__WHAT YOU ARE ASKED TO DO__: Print all the records exactly, please.

__PROVIDED RECORDS__:
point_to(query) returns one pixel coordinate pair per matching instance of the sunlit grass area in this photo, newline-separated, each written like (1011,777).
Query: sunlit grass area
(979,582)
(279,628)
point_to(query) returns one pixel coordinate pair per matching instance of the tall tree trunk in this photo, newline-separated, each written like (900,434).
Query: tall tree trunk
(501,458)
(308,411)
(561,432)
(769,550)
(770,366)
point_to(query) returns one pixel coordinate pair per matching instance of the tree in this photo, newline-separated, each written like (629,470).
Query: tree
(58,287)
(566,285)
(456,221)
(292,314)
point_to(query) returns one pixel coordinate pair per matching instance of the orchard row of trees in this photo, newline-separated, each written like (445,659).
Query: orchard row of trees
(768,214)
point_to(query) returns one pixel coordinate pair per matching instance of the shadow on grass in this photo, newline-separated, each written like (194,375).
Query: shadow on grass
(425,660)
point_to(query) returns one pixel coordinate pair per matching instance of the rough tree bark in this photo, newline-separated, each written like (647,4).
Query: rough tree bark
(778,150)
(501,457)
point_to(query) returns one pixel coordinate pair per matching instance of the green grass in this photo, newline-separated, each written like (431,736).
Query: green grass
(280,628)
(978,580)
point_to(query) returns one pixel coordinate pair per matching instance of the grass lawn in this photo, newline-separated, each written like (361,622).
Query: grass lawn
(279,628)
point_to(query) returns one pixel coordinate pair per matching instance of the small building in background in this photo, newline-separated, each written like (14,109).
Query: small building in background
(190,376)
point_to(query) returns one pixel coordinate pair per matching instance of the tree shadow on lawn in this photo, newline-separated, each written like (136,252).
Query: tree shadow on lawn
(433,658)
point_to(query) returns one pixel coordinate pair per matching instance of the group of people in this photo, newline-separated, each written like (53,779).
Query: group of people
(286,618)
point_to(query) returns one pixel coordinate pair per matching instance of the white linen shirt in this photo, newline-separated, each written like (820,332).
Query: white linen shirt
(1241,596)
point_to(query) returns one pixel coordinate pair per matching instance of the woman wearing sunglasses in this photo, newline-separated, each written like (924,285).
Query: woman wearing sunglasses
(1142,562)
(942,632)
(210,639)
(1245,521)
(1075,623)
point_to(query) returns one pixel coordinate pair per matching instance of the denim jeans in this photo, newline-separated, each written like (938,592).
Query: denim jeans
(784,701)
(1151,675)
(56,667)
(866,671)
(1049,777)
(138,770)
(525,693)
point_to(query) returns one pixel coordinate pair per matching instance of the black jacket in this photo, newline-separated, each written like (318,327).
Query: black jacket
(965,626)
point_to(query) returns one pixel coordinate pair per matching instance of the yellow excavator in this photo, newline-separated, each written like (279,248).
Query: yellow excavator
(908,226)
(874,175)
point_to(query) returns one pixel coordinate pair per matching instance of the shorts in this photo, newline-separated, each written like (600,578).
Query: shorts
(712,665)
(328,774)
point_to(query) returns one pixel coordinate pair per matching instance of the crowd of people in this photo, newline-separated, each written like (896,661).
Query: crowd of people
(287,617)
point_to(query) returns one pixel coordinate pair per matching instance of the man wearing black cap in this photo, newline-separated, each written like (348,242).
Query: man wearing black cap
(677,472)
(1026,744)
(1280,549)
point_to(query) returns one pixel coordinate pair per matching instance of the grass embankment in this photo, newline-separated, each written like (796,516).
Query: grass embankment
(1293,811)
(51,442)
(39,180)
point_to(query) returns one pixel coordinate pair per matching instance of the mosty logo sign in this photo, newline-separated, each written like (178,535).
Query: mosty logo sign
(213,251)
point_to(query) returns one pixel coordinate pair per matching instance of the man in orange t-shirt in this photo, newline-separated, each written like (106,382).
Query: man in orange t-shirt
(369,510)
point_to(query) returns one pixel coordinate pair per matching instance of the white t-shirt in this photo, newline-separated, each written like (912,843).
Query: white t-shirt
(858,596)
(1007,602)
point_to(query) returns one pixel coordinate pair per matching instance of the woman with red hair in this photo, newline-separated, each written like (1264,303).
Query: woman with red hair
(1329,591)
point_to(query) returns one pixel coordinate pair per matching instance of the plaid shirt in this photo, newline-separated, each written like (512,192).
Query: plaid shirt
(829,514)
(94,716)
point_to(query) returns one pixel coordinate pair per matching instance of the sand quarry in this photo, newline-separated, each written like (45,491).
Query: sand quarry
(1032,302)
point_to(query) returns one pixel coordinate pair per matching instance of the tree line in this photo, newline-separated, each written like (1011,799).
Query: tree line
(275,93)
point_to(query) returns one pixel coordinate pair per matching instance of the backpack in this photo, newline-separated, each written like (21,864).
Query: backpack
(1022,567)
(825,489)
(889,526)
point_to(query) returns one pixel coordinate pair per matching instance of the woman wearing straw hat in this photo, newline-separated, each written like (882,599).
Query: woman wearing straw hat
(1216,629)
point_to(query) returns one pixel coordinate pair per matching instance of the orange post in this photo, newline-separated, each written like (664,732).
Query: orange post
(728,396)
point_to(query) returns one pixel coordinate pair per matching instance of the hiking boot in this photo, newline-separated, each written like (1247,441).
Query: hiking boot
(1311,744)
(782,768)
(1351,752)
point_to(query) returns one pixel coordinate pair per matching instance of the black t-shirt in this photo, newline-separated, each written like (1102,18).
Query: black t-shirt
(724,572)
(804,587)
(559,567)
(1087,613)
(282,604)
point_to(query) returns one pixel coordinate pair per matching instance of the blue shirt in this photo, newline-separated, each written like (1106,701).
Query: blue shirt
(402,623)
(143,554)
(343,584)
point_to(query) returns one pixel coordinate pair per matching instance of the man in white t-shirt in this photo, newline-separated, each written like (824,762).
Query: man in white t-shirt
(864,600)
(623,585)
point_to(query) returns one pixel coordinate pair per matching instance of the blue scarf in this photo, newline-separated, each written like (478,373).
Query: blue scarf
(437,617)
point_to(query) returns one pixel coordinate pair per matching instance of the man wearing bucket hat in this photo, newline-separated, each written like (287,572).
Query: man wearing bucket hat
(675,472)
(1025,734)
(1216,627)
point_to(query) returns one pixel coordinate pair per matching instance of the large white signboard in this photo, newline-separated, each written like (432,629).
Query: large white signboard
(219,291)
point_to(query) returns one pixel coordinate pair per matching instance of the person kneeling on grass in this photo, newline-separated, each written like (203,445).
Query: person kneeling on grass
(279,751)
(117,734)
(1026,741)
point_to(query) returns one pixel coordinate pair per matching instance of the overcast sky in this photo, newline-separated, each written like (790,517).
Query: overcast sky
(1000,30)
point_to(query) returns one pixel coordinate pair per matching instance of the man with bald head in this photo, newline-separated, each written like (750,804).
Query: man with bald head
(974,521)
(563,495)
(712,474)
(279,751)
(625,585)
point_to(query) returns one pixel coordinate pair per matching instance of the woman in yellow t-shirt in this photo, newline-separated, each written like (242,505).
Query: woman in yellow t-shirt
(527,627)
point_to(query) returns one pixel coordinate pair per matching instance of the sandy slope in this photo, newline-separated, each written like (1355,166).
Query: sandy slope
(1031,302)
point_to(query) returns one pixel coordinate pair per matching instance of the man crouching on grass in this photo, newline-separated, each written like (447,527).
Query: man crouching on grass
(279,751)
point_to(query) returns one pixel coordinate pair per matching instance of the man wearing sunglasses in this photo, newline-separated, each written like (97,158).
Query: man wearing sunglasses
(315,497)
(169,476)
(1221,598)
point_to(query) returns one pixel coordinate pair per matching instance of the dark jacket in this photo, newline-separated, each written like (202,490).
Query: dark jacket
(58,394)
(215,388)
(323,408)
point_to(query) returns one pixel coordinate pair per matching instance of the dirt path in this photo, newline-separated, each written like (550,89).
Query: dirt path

__EXERCISE RESPONSE__:
point_to(query) returns one pixel coordinate pair per matching instance of the sunlit grass area in this photo, newline-separated, each written like (1011,777).
Query: sunlit grass area
(979,582)
(279,628)
point_to(query) returns one pixel coordinate pair per matching instance of the tall tree trunk in this photo, newline-separated, each written like (900,434).
Query: tall tree trunk
(501,458)
(308,411)
(561,432)
(769,550)
(770,366)
point_to(query) returns one pixel coordinate pair per matching instance of the tree in this photo, newline-separated, each written like (629,470).
Query: tree
(58,287)
(566,285)
(456,221)
(292,314)
point_to(query) returns one pixel coordinate pair per matching instance of the orchard row of trees in this photo, newline-separated, each written like (445,659).
Query: orchard row of trees
(768,214)
point_to(query) returns one pixel coordinate pair per matching instance of the shadow on grass in this photo, newline-separated, each written like (194,375).
Query: shadow on grass
(425,660)
point_to(query) returns one pixel coordinate pair per matching instance of the rough tree bark in this photo, newline-separated, each written like (647,4).
Query: rough tree bark
(778,150)
(501,457)
point_to(query) returns one pixel coordinate pair per matching instance of the green grass in this photo, newline-separated, each written like (431,736).
Query: green grass
(280,628)
(978,580)
point_to(query) returns one pixel coordinate pair per matching instance of the grass lawn in this photo, newline-separated, each written like (361,622).
Query: grass lawn
(279,628)
point_to(query) returns one pixel coordinate pair per matching instance of the small building in background in this photo, newline-separated, each written like (14,109).
Query: small building in background
(190,376)
point_to(query) returns one pixel coordinate pair per matching instance of the tree shadow on lawn in this photo, newline-separated, each written like (136,252).
Query: tree shadow on lawn
(433,658)
point_to(query) returns one pixel coordinate pair per matching instance of the group of people in this photo, newline-separated, each written like (53,779).
Query: group of people
(286,618)
point_to(query) returns one pixel coordinate pair per matching instance of the white linen shirt in this photo, newline-separated, each written like (820,332).
Query: white linen shirt
(1241,596)
point_to(query) returns one pixel coordinate pair per matching instance of the woman wearing sunglasses in this photo, newline-separated, each written like (924,285).
Query: woman wearing sunglasses
(1142,562)
(942,632)
(210,639)
(1245,521)
(1075,623)
point_to(query) returns one pixel coordinate pair per matching instance of the denim jeans in this photo, newline-separated, each written like (938,592).
Query: denim jeans
(784,701)
(1151,675)
(56,667)
(866,671)
(1049,777)
(138,770)
(525,693)
point_to(query) returns one pixel coordinate pair per matching instance of the black jacket in this photo, newline-separated, each written like (318,327).
Query: black jacket
(965,626)
point_to(query) returns one pixel coordinate pair per matching instance of the yellow excavator in this photo, newline-separated, each written like (279,248).
Query: yellow excavator
(908,226)
(874,175)
point_to(query) returns one pixel coordinate pair per matching instance of the shorts in this photo, newline-separated, each written like (600,578).
Query: shorts
(712,665)
(328,774)
point_to(query) returns one pixel coordinate pair per matching instance of the crowd of people in this photo, newline-separated, each written like (896,661).
Query: crowd of people
(287,617)
point_to(query) returns one pixel coordinate pair per matching instance of the man wearing black cap in this photo, newline-separated, each written like (348,242).
Query: man wearing black cap
(677,472)
(1026,744)
(1280,549)
point_to(query) returns one pixel coordinate pair per matching instance of the grass embankment in this photo, newline-separated, each written like (796,516).
Query: grass embankment
(1293,811)
(51,442)
(39,180)
point_to(query) returns one pixel coordinate pair per matching instance of the mosty logo sign in this photo, newline-separated, each written like (178,535).
Query: mosty logo sign
(213,251)
point_to(query) returns one pixel coordinate pair per matching instance of the man in orange t-shirt in this photo, newline-separated, each written like (106,382).
Query: man in orange t-shirt
(369,510)
point_to(query) returns one pixel coordinate pair per matching instance of the white t-shirt in this photo, newline-separated, each written like (912,843).
Query: white t-shirt
(858,596)
(1007,602)
point_to(query) returns one pixel coordinate pair per matching instance of the woman with red hair in this photo, newline-separated, each written like (1264,303).
Query: woman with red hair
(1329,591)
point_to(query) returns one pixel coordinate pair per matching instance of the plaid shirt in this photo, newline-separated, each written like (512,192).
Query: plaid shirt
(829,514)
(94,716)
point_to(query) returns one pixel coordinate pair per matching instance of the sand quarry in this photo, newline-separated, each written like (45,491).
Query: sand quarry
(1032,302)
point_to(query) returns one pixel coordinate pair per matching instance of the tree line in this photo, newline-separated, each written like (1011,799).
Query: tree line
(275,93)
point_to(query) returns one pixel coordinate pair per matching instance of the backpack in this photo, newline-separated, each written like (21,864).
Query: backpack
(1022,567)
(825,489)
(889,526)
point_to(query) returns one pixel coordinate pair per matching instance of the woman wearing straw hat in this photo, newline-separated, each written like (882,599).
Query: woman wearing straw hat
(1216,629)
point_to(query) returns one pixel coordinate pair per matching instance of the orange post in this photo, newline-separated, each written like (664,732).
Query: orange post
(728,396)
point_to(query) returns one pixel coordinate pair per matching instance of the hiking boot in this photo, newline-separated, each written like (1247,441).
Query: hiking boot
(1311,744)
(782,768)
(1351,752)
point_to(query) returns one pixel coordinate pair per matching instance of the black t-shirt in this photo, newline-separated, each written like (1102,18).
Query: black t-shirt
(724,572)
(804,587)
(559,567)
(1087,613)
(282,604)
point_to(query) returns one pixel coordinate pair per matching instance of the blue shirt in this photo, newline-separated, each written like (1106,701).
Query: blue shirt
(402,623)
(143,554)
(343,584)
point_to(query) returns one pixel coordinate pair per matching instance of the man in white t-shirt in this photo, newline-separated, each written like (824,762).
Query: man in white t-shirt
(864,600)
(623,585)
point_to(query) returns one pixel coordinate pair per matching instance of the blue scarf in this photo, newline-separated, each written like (478,373).
Query: blue scarf
(437,617)
point_to(query) returns one pixel coordinate pair per matching instance of the man wearing bucket hat in this photo, newline-separated, each written like (287,572).
Query: man wearing bucket hat
(675,472)
(1025,734)
(1216,627)
point_to(query) returns one pixel coordinate pair per matching instance of the large white signboard in this photo, newline-separated, each written like (432,629).
Query: large white signboard
(219,291)
point_to(query) returns one pixel coordinate pair per matching instance of the person kneeling on grass in this photo, newline-separated, each written like (203,445).
Query: person kneeling on grass
(279,751)
(117,734)
(1026,741)
point_to(query) returns one pixel coordinate pair per matching instance of the overcast sky in this photo, newline-separated, each written like (790,517).
Query: overcast sky
(1000,30)
point_to(query) returns one pixel coordinate pair per matching instance of the man with bald head in this photo, newline-separated, each written like (750,804).
Query: man with bald head
(974,521)
(563,495)
(712,474)
(279,751)
(625,585)
point_to(query) returns one pixel coordinate pair per matching instance of the woman in yellow t-shirt in this photo, newline-separated, each written like (242,505).
Query: woman in yellow t-shirt
(527,627)
point_to(query) returns one pixel coordinate pair per matching instance of the sandy slope in this photo, newline-separated, each written like (1355,166).
Query: sandy slope
(1031,302)
point_to(query) returns one pixel coordinate pair per matching instance of the man crouching on grass in this photo, newline-separated, each written like (447,527).
Query: man crouching on grass
(279,751)
point_to(query) returns one pixel coordinate pair per matching instance of the man wearing sunglasses in this photo, newline-separated, each written like (97,158).
Query: man wearing sunglasses
(315,497)
(169,476)
(1221,598)
point_to(query) returns one pixel coordinate pair per matching instance of the dark jacket in this photo, newline-separated, each written like (202,490).
Query: dark jacket
(58,394)
(215,388)
(323,408)
point_to(query) returns one pixel coordinate pair per matching instance of the dirt path in this photo, newline-separated, each written like (550,89).
Query: dirt path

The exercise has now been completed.